Provided material:
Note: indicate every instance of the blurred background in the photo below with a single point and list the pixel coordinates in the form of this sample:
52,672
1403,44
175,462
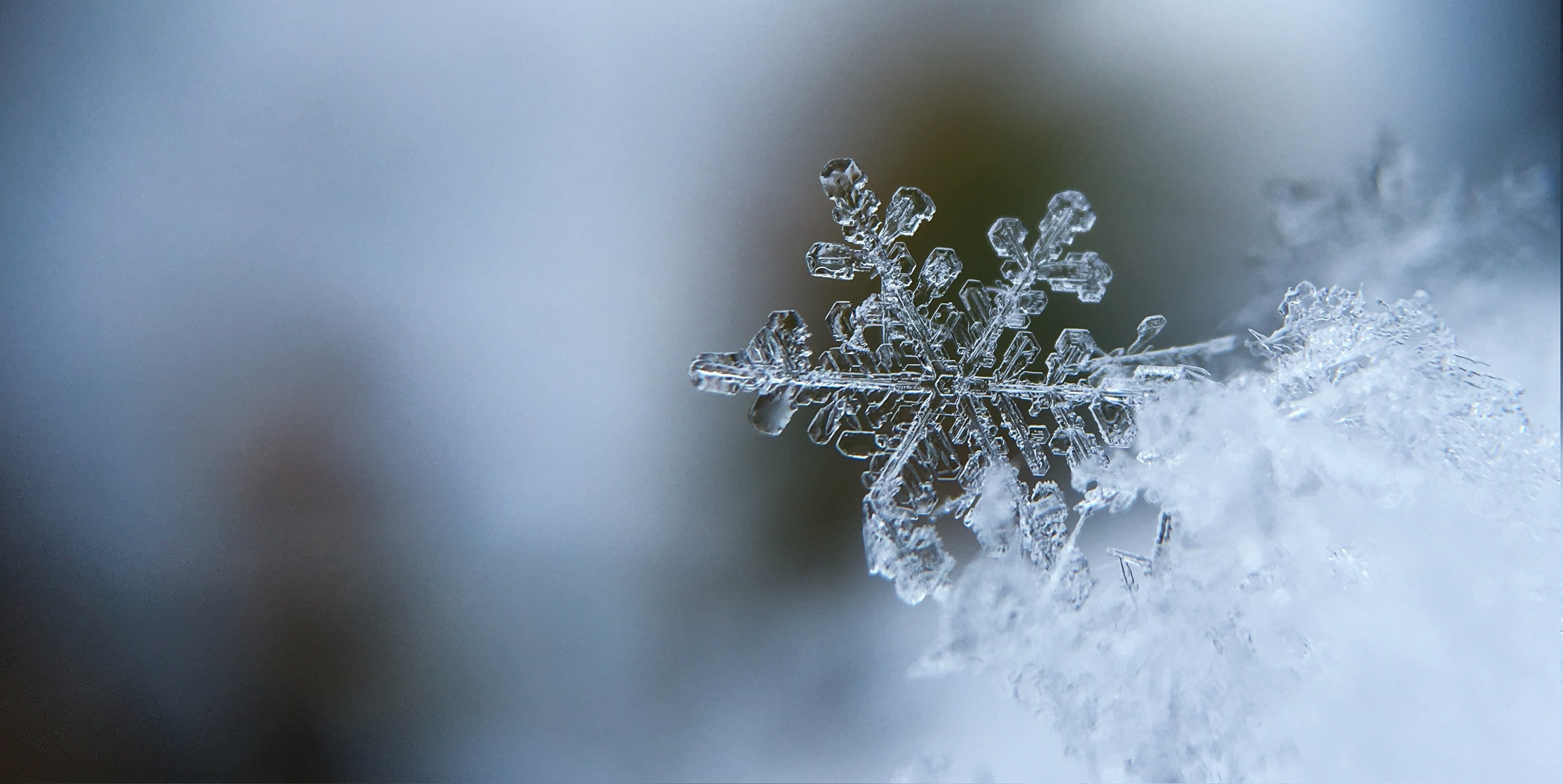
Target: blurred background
344,417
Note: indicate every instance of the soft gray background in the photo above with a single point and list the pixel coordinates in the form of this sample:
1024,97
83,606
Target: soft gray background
344,419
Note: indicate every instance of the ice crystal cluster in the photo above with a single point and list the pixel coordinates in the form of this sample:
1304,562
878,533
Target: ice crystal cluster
1356,567
937,391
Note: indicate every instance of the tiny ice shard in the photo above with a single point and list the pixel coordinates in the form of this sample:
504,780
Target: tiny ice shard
935,394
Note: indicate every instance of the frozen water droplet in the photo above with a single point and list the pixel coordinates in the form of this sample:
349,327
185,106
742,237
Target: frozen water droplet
941,269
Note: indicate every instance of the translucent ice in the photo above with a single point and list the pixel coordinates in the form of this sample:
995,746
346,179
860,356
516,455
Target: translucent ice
938,394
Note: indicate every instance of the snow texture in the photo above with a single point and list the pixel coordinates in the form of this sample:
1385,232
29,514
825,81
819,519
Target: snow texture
918,387
1354,572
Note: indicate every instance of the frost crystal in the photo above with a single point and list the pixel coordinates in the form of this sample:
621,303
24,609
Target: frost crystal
935,392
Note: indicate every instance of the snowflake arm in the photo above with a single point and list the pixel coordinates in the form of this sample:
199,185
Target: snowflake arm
916,385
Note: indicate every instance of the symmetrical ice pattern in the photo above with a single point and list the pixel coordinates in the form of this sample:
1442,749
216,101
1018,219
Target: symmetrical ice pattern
938,392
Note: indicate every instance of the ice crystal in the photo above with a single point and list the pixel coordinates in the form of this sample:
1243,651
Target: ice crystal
937,391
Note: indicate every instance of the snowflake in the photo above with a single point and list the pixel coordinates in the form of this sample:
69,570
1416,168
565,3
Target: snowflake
918,387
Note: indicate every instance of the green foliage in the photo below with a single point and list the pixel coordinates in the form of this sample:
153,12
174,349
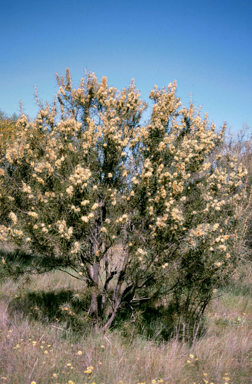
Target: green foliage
137,213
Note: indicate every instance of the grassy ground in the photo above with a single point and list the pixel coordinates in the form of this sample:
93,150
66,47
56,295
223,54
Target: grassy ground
37,347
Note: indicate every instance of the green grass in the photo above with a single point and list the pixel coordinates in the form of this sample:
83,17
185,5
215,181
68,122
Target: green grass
41,341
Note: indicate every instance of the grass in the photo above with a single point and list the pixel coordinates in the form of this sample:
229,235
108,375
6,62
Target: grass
39,345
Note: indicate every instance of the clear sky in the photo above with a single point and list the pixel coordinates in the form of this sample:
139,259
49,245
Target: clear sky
206,45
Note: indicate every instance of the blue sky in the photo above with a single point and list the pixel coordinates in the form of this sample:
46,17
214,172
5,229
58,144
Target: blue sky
206,45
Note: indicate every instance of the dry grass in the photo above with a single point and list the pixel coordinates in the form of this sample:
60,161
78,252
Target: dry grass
45,352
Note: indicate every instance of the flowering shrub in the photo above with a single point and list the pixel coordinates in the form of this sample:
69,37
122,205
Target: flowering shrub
135,211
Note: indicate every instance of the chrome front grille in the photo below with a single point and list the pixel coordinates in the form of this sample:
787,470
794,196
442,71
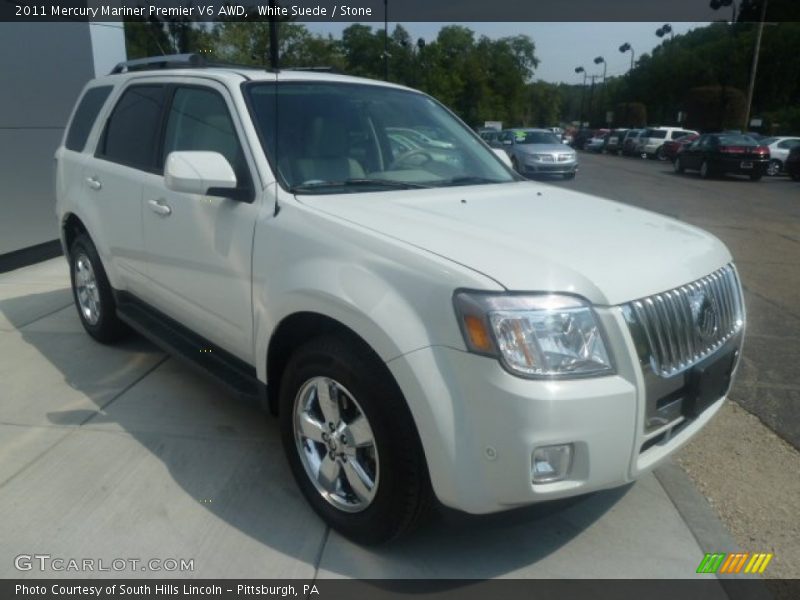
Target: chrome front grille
682,326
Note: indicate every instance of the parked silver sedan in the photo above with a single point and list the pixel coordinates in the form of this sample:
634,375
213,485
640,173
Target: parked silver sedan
539,152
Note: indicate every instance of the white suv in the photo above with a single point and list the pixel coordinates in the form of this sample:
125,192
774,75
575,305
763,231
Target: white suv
650,143
424,322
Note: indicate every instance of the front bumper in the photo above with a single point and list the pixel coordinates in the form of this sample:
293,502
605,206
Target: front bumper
479,424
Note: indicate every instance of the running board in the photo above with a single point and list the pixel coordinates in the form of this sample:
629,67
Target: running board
179,341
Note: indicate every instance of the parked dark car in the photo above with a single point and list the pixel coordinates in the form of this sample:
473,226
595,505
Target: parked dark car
615,138
717,153
491,137
671,148
792,164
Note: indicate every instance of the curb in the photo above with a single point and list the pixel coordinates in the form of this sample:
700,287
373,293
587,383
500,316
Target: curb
709,531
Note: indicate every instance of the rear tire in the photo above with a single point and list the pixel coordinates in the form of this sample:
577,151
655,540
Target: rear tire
392,490
92,293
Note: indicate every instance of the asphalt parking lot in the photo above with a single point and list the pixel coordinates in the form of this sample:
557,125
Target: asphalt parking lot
122,452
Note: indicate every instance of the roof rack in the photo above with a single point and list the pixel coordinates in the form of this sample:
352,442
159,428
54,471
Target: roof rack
168,61
175,61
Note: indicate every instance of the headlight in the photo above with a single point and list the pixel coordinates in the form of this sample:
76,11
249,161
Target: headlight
537,336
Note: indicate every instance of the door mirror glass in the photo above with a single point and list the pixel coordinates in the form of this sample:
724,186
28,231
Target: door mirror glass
199,172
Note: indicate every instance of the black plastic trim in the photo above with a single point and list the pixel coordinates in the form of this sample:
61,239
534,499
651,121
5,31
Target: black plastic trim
195,350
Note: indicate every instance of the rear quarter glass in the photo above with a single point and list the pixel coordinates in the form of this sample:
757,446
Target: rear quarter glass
85,116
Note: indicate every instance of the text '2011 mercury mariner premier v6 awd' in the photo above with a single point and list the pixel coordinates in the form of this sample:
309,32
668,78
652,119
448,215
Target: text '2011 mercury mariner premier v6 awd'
424,322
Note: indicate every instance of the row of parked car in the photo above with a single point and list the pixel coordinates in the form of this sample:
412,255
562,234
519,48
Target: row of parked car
535,152
711,153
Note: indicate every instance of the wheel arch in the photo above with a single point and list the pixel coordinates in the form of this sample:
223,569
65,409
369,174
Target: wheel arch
71,227
298,328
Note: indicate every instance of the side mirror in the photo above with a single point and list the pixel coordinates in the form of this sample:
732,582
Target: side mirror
501,154
196,172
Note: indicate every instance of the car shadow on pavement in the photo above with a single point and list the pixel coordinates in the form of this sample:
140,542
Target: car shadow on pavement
226,464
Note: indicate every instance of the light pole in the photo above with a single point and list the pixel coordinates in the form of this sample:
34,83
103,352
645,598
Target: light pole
386,40
665,29
717,4
583,92
726,73
625,48
598,60
754,66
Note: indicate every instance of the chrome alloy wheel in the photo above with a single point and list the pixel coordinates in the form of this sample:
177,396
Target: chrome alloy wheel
336,445
86,289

What the task asks:
Starting at the line that contains "Note: indicate every instance of the light" and ending at the last line of the records, rewrite those lines as a Markdown table with the columns Row and Line. Give each line its own numbered row and leave out any blank lines.

The reply:
| Row | Line |
|---|---|
| 1 | Note: indicate every instance of the light pole in the photo above with a single point and list the pixel coordinates in the form of this sample: |
| 2 | 34,83 |
| 3 | 103,352 |
| 4 | 645,598 |
| 5 | Target: light pole |
| 6 | 386,40 |
| 7 | 665,29 |
| 8 | 717,4 |
| 9 | 583,92 |
| 10 | 726,73 |
| 11 | 625,48 |
| 12 | 598,60 |
| 13 | 754,66 |
| 14 | Note: indicate every instance of the chrome alloy wheel in the photo above with a single point and list the pixel coordinates in the form of this sample: |
| 15 | 177,396 |
| 16 | Target: chrome alloy wheel |
| 17 | 336,445 |
| 18 | 86,289 |